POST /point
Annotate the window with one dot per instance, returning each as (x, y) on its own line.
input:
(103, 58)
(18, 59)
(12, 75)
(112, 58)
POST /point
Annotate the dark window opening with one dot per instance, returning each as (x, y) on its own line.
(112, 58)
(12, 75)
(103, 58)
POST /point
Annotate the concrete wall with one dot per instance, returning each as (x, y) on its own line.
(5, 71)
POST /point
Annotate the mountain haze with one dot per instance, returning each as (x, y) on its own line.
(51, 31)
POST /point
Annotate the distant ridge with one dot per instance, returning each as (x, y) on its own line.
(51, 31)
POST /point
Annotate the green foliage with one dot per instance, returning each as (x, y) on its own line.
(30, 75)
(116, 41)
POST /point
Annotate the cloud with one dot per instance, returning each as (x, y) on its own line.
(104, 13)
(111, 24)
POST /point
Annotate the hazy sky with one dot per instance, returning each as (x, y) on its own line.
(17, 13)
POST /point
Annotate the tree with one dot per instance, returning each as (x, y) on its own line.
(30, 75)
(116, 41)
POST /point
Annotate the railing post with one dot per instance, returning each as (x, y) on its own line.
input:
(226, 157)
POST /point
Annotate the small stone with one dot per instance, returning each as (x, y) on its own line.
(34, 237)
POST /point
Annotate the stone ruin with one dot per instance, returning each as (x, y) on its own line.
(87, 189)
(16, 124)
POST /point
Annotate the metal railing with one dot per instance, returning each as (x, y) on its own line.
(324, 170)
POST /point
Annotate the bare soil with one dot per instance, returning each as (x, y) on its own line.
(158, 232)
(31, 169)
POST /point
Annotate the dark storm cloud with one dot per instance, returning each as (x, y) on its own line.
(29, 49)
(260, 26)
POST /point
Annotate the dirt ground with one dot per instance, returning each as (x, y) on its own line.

Assigned task: Output the entire set of records exactly as shown.

Response area:
POST /point
Annotate the window with one dot per instance, returning each as (x, y) on its own line.
input:
(103, 58)
(18, 59)
(12, 75)
(112, 58)
POST /point
Annotate the dark window opening with one dot per instance, returning each as (x, y) on its own line.
(112, 58)
(12, 75)
(103, 58)
POST /point
Annotate the concrete wall with one dot per instance, returning each as (x, y) on its own line.
(5, 71)
POST /point
Annotate the mountain haze with one dot per instance, returning each as (x, y) on its own line.
(51, 31)
POST /point
Annotate the distant ridge with one dot per instance, returning each as (x, y) on its own line.
(51, 31)
POST /point
Annotate the green foliage with one dot per instance, returning each as (x, y) on its own line.
(30, 75)
(116, 41)
POST /point
Annotate the cloud with one dot per instance, returning each as (x, y) on its own line.
(104, 13)
(111, 24)
POST /point
Annotate the hazy sky with one dot per instance, returning each as (x, y) on its own line.
(17, 13)
POST /point
Annotate the tree with one dot per instance, returning each as (x, y) on its own line.
(30, 75)
(116, 41)
POST /point
Annotate the railing post with one dot per instance, returning each as (x, y) on its own line.
input:
(226, 157)
POST /point
Annotate the small stone with one dot per instance, returning each as (x, y) on its own line.
(34, 237)
POST /point
Annotate the stone ruin with one dot per instance, returning each as (x, y) on its own line.
(87, 189)
(16, 124)
POST /point
Annotate the metal railing with one dot per instance, returning each as (x, y) on its own line.
(324, 170)
POST /point
Annotate the bare soil with one dot per instance, returning each as (x, y) on its own line.
(158, 232)
(31, 169)
POST /point
Annotate the dark storm cloud with one dot per instance, returning each as (x, y) on its own line.
(29, 49)
(260, 26)
POST /point
Annotate the dirt ground with one dot per instance, returning each as (x, y) on its own line.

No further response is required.